◆ GEZEIGTER TEXTAUSZUG ◆
Durch die überraschende Rückkehr von Sam Altman als OpenAI-Chef nach seinem abrupten Rauswurf wenige Tage zuvor werden die Karten beim ChatGPT-Anbieter nach Ansicht von Experten neu gemischt. Altman habe nun grössere Freiheiten, die von ihm vorangetriebene Kommerzialisierung Künstlicher Intelligenz (KI) weiter zu forcieren. Er verkaufte die ChatGPT-Technologie bereits an zahlreiche Firmen und sammelte Milliarden für die Weiterentwicklung von KI bei Investoren ein. Er gilt als das Gesicht der Branche. "Er scheint sehr mächtig und es ist unklar, ob der Verwaltungsrat ihn überwachen kann", sagt Mak Yuen Teen, Direktor des Zentrums für Investorenschutz bei der National University of Singapore Business School. "Es besteht die Gefahr, dass das Gremium zu einer Gruppe von Ja-Sagern wird."
Offenbar wegen Differenzen über eine womöglich vorschnelle Markteinführung einer "Superintelligenz", die einer Warnung von OpenAI-Entwicklern zufolge den Fortbestand der Menschheit gefährden könnte, hatte Altman seinen Stuhl am Freitag räumen müssen. Zuvor hatte er Durchbrüche bei der Entwicklung einer "Künstlichen Allgemeinen Intelligenz" (Artificial General Intelligence, AGI) in Aussicht gestellt. Diese kann komplexe Aufgaben ohne menschliches Zutun bewältigen. Kritiker warnen, dass diese Programme ausser Kontrolle geraten und Kriege anzetteln könnten. Bei Investoren und der OpenAI-Belegschaft hatte Altmans Rauswurf Empörung ausgelöst. So drohten fast alle der etwa 700 Beschäftigten mit Kündigung. Daraufhin lenkte das KI-Startup ein und holte ihn zurück.

◆ DATEN ◆
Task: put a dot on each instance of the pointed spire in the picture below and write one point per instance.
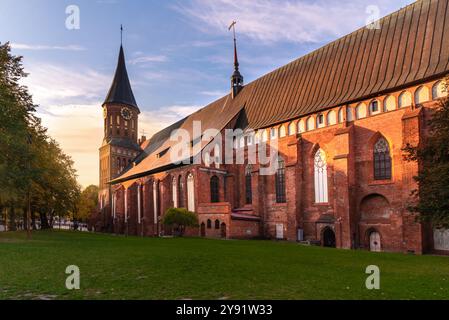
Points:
(237, 78)
(121, 91)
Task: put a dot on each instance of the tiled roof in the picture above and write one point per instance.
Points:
(411, 46)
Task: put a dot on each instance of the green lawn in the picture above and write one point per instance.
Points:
(142, 268)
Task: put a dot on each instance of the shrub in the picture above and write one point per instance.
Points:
(178, 219)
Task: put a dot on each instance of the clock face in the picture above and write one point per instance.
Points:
(126, 113)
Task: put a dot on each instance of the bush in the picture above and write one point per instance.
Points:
(178, 219)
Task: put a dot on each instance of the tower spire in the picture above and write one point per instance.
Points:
(121, 91)
(237, 78)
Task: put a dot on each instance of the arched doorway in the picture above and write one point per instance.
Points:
(328, 238)
(374, 241)
(223, 230)
(203, 230)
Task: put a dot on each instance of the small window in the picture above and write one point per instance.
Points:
(301, 126)
(341, 116)
(422, 95)
(439, 90)
(310, 124)
(332, 118)
(264, 136)
(390, 103)
(214, 190)
(280, 182)
(248, 185)
(374, 107)
(291, 129)
(282, 132)
(207, 159)
(320, 121)
(405, 99)
(249, 140)
(360, 111)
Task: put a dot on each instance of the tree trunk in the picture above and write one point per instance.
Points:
(33, 221)
(12, 219)
(44, 221)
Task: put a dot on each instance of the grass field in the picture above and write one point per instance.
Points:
(142, 268)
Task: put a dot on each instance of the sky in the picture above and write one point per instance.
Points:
(179, 54)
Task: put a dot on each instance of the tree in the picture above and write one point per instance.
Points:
(432, 195)
(178, 219)
(88, 203)
(31, 162)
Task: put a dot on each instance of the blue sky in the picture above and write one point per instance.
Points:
(179, 54)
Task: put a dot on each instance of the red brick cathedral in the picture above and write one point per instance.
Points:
(339, 118)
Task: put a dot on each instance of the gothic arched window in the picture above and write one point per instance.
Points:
(175, 192)
(321, 188)
(214, 190)
(248, 185)
(190, 193)
(280, 182)
(180, 192)
(382, 160)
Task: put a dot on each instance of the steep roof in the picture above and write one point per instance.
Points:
(120, 91)
(410, 47)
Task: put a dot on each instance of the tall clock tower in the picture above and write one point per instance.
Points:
(120, 147)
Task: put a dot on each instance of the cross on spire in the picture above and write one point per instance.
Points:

◆ AUFGABEN ◆
- 1) Schreiben Sie aus dem Textauszug den Wortlaut ab, der mit den Worten "Offenbar wegen Differenzen" beginnt und nach "holte ihn zurück." endet.
- 2) Wie viele Beschäftigte von OpenAI drohten laut dem Textauszug nach Altmans Rauswurf mit Kündigung?

◆ ANTWORTEN NACH NUMMER ◆
- 1)
Offenbar wegen Differenzen über eine womöglich vorschnelle Markteinführung einer "Superintelligenz", die einer Warnung von OpenAI-Entwicklern zufolge den Fortbestand der Menschheit gefährden könnte, hatte Altman seinen Stuhl am Freitag räumen müssen. Zuvor hatte er Durchbrüche bei der Entwicklung einer "Künstlichen Allgemeinen Intelligenz" (Artificial General Intelligence, AGI) in Aussicht gestellt. Diese kann komplexe Aufgaben ohne menschliches Zutun bewältigen. Kritiker warnen, dass diese Programme ausser Kontrolle geraten und Kriege anzetteln könnten. Bei Investoren und der OpenAI-Belegschaft hatte Altmans Rauswurf Empörung ausgelöst. So drohten fast alle der etwa 700 Beschäftigten mit Kündigung. Daraufhin lenkte das KI-Startup ein und holte ihn zurück.

- 2) Fast alle der etwa 700 Beschäftigten.